::: SOURCE INFORMATION

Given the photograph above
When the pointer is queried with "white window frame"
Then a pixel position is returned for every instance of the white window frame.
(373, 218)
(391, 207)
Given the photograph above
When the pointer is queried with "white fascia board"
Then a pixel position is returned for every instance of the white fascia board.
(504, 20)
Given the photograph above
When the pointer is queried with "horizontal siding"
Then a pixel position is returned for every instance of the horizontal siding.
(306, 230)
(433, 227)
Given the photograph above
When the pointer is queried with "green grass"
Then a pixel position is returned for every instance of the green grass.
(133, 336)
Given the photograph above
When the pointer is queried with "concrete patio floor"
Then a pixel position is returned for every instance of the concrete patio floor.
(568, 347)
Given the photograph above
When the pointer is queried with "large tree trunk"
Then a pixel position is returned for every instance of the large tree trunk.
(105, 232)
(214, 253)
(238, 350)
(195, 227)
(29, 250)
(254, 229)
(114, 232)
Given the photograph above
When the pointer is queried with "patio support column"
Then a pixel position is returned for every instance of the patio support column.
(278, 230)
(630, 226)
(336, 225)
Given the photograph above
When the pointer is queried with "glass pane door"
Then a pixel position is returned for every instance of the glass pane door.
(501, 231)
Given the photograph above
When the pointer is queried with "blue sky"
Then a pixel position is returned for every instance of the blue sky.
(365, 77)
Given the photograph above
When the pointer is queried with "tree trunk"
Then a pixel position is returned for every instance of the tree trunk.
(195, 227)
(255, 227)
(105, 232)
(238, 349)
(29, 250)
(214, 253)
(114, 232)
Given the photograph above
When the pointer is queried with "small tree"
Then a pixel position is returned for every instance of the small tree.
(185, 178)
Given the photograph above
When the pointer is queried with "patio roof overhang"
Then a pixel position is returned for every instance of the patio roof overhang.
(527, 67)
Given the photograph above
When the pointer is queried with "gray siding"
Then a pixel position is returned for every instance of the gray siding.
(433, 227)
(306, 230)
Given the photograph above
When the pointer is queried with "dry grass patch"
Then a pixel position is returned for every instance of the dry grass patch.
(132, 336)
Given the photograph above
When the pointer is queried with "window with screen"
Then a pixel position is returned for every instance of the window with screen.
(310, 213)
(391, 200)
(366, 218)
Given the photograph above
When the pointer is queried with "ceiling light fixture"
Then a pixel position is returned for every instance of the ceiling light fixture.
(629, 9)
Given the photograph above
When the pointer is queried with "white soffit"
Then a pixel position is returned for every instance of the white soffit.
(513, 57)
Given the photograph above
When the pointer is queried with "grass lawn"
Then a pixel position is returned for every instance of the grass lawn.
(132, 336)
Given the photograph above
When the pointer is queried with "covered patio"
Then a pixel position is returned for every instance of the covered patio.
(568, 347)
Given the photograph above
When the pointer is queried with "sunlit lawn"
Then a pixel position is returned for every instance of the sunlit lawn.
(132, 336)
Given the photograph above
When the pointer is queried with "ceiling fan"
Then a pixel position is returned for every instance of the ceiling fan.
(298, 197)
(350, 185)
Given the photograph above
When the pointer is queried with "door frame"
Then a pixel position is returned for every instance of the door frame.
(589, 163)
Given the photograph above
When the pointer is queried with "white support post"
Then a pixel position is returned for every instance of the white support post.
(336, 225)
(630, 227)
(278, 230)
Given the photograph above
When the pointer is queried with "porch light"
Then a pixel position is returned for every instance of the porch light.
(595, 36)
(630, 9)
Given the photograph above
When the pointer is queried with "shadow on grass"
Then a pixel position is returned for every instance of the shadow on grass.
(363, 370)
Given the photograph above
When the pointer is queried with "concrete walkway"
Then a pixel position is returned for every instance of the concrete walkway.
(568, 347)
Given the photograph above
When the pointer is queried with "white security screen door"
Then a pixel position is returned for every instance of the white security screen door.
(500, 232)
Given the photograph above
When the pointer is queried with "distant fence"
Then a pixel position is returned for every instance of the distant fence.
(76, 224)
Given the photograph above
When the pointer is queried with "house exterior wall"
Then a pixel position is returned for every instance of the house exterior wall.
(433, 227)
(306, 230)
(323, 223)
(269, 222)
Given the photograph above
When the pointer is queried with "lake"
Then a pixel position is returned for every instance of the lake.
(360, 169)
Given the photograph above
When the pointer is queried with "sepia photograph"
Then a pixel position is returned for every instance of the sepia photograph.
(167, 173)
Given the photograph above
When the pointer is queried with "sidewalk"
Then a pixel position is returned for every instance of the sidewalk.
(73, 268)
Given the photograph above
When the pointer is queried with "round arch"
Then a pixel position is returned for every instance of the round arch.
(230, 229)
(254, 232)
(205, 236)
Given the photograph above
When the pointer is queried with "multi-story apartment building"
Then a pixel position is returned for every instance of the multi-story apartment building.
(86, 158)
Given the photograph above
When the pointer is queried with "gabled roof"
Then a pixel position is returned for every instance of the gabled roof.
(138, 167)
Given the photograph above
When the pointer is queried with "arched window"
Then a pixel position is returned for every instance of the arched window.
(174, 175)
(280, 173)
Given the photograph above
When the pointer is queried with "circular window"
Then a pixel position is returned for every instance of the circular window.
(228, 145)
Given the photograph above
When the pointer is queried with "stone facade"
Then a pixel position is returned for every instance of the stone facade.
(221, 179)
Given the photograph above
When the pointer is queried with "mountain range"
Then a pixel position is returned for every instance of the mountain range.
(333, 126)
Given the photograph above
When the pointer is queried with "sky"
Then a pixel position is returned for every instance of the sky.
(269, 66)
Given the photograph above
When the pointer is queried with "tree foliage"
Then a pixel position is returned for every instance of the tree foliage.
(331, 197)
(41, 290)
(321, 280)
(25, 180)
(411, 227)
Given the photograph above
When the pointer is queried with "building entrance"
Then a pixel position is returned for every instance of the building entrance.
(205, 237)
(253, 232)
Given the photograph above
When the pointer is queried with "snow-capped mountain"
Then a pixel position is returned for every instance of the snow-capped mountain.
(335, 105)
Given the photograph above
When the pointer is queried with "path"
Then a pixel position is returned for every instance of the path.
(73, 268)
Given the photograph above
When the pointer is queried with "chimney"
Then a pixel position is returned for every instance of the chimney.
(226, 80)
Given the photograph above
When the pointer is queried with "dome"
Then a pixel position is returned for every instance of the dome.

::::::

[PROMPT] Each line above needs to be written out again exactly.

[RESPONSE FOR THIS EXERCISE]
Given the photograph above
When the pointer is queried with "white window frame"
Then a pixel position is returned for every instance of the white window frame.
(373, 218)
(391, 207)
Given the photograph above
When the pointer is queried with "white fascia board"
Then a pixel position is returned for every instance of the white fascia board.
(504, 20)
Given the photograph above
When the pointer is queried with "horizontal siding"
Then a pixel position is returned for every instance of the horizontal siding.
(306, 230)
(433, 227)
Given the photograph above
When the pointer is queried with "green grass"
Then a pixel position is returned for every instance of the green grass.
(133, 336)
Given the photograph above
When the pointer is queried with "concrete patio floor"
Then a pixel position is returned for every instance of the concrete patio floor.
(568, 347)
Given the photograph above
When the pointer is queried with "large tree trunk"
Then a pixel position is returned for every instance of the large tree trunk.
(105, 232)
(214, 253)
(238, 350)
(195, 227)
(29, 250)
(254, 229)
(114, 232)
Given the photograph above
When the pointer is queried with "patio support column"
Then a pixel position is returned for every instance of the patio support column.
(278, 230)
(630, 226)
(336, 225)
Given the photograph above
When the pointer is queried with "glass pane door"
Then a pixel position is returned for every instance of the glass pane door.
(501, 231)
Given the photograph above
When the pointer is queried with "blue sky"
Then a pixel position is returned for every instance of the blue sky.
(365, 77)
Given the photograph above
When the pointer is queried with "tree trunk"
Then a pixel position is returned for every instance of the tree trunk.
(195, 227)
(255, 227)
(105, 232)
(238, 349)
(29, 250)
(214, 253)
(114, 232)
Given the photograph above
When the pointer is queried with "small tree"
Then a pixel position is returned for every instance of the small tree.
(185, 178)
Given the photograph above
When the pointer is queried with "patio roof overhang"
Then a pixel position is returned for every instance of the patio roof overhang.
(527, 67)
Given the photograph above
When the pointer is queried with "gray siding"
Then a pixel position is returned for every instance of the gray siding.
(433, 227)
(306, 230)
Given the photograph above
When the pointer is queried with "dry grass patch"
Then a pixel position is returned for every instance of the dry grass patch.
(132, 336)
Given the photograph above
When the pointer is queried with "window with screen"
Then a pixel position is returned for every instance of the window with screen.
(310, 213)
(391, 200)
(366, 218)
Given the photograph above
When the pointer is queried with "ceiling light fixture"
Then a pixel position is returned for every instance of the ceiling light fixture.
(629, 9)
Given the photograph above
When the pointer is queried with "white soffit"
Then a pixel position is returned for every instance of the white soffit.
(513, 57)
Given the photograph above
When the pointer is queried with "grass lawn"
Then a pixel position is returned for every instance of the grass lawn.
(132, 336)
Given the photograph above
When the pointer is queried with "covered patio"
Then a pixel position is returned for every instance of the covered patio.
(568, 347)
Given the photograph above
When the pointer is queried with "sunlit lawn"
Then a pixel position is returned for every instance of the sunlit lawn.
(132, 336)
Given the photograph above
When the pointer is queried with "ceiling fan"
Then a pixel position is returned for every instance of the ceiling fan.
(298, 197)
(350, 185)
Given the photograph above
When the pointer is queried with "door frame"
Then a pixel position is returned for every instance of the door frame.
(589, 163)
Given the photograph above
When the pointer is queried with "white support post"
Then a pixel position is returned for every instance of the white support post.
(336, 225)
(630, 227)
(278, 230)
Given the photograph above
When the pointer is queried with "porch light"
Then a pixel position is returned for every instance of the porch light.
(595, 36)
(630, 9)
Given the photograph above
When the pointer is queried with "shadow on grass"
Then a pixel position is returned for every instance of the shadow on grass.
(363, 370)
Given the photograph above
When the pointer is queried with "concrete walkway"
Then a pixel position is returned for every instance of the concrete walkway.
(568, 347)
Given the photograph above
When the pointer is queried with "white security screen door"
Then a pixel position is returned for every instance of the white security screen door.
(500, 232)
Given the photograph above
When the pointer is queried with "distant fence"
Then a pixel position is returned for every instance of the distant fence.
(76, 224)
Given the photograph above
When the pointer is queried with "house exterior wall"
Then a pixel position is returned for every instance of the house exterior wall.
(433, 227)
(306, 230)
(323, 223)
(269, 222)
Given the photograph above
When the pointer is queried with "lake"
Then a pixel position is returned for every instance of the lake.
(360, 169)
Given the photograph above
When the pointer is queried with "sepia photograph"
Then a pixel position is returned for every instance of the sepia photograph.
(167, 173)
Given the photograph above
When the pointer is queried with "sidewalk"
Then a pixel position is returned for every instance of the sidewalk.
(73, 268)
Given the photograph above
When the pointer is queried with "round arch"
Then a pixel position is returned for every instance of the round arch.
(230, 229)
(254, 232)
(205, 236)
Given the photograph above
When the pointer is queried with "multi-story apartment building"
Then a pixel position is returned for every instance of the multi-story apartment building.
(86, 158)
Given the photograph above
When the pointer is queried with "gabled roof"
Then a pixel position is returned for every instance of the gabled roof.
(138, 167)
Given the photograph above
When the pointer is queried with "arched window"
Then a pixel position is returned for every instance of the arched window.
(174, 175)
(280, 173)
Given the photograph above
When the pointer is queried with "circular window"
Then a pixel position is returned for every instance of the circular window.
(228, 145)
Given the photograph above
When the pointer is queried with "stone facade"
Then a pixel position is returned for every instance of the stone facade.
(221, 179)
Given the photograph above
When the pointer is queried with "mountain range"
Then a pixel position is returned for every instance of the mountain range.
(333, 126)
Given the photograph above
When the pointer is queried with "sky"
Then a pixel position is returned for every instance of the sky.
(269, 66)
Given the photograph above
When the pointer is queried with "tree foliage"
Then a pixel position is returned for every instance of the tree foliage.
(331, 197)
(41, 290)
(321, 280)
(25, 180)
(411, 227)
Given the photograph above
When the pointer is queried with "building entrance"
Then a pixel position is returned for every instance of the building entrance.
(205, 237)
(253, 232)
Given the photograph above
When the pointer is queried with "snow-capped mountain"
Then a pixel position is returned for every instance of the snow-capped mountain.
(335, 105)
Given the photograph above
When the pointer is queried with "path"
Then a pixel position is returned for every instance of the path.
(73, 268)
Given the photograph above
When the pointer is queried with "chimney"
Then a pixel position is returned for every instance of the chimney.
(226, 80)
Given the photograph above
When the pointer is queried with "dome"
Then a pixel position is returned for every instance of the dome.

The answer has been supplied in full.